### [Your instructions]
Your task is to work out how many lines in the data include the word "this". Reply with the number alone.

Items from a data source

-*-*-

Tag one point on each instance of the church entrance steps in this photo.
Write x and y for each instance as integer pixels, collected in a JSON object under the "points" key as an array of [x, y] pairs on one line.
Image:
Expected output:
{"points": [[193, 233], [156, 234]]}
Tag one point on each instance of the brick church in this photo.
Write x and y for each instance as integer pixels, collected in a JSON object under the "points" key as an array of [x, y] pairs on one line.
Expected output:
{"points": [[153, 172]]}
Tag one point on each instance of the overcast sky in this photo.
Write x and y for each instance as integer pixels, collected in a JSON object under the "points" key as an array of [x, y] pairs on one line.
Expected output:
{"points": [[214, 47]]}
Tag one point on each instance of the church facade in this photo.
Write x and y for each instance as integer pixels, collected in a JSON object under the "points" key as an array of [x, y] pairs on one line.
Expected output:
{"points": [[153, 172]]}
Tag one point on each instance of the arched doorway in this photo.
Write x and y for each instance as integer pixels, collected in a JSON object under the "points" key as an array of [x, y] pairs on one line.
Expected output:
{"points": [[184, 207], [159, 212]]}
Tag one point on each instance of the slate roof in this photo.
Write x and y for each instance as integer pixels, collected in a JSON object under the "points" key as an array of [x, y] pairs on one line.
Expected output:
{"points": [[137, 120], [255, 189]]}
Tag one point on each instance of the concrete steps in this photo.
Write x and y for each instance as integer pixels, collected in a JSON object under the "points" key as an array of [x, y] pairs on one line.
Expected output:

-*-*-

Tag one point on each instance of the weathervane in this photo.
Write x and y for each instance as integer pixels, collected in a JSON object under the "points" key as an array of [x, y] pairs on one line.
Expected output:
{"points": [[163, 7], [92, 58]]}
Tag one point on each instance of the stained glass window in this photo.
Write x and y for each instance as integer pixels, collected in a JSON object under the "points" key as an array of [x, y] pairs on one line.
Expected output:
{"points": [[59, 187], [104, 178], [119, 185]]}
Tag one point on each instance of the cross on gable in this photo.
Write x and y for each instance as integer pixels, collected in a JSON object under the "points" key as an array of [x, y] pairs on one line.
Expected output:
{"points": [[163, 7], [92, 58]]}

-*-*-

### [Output of the exercise]
10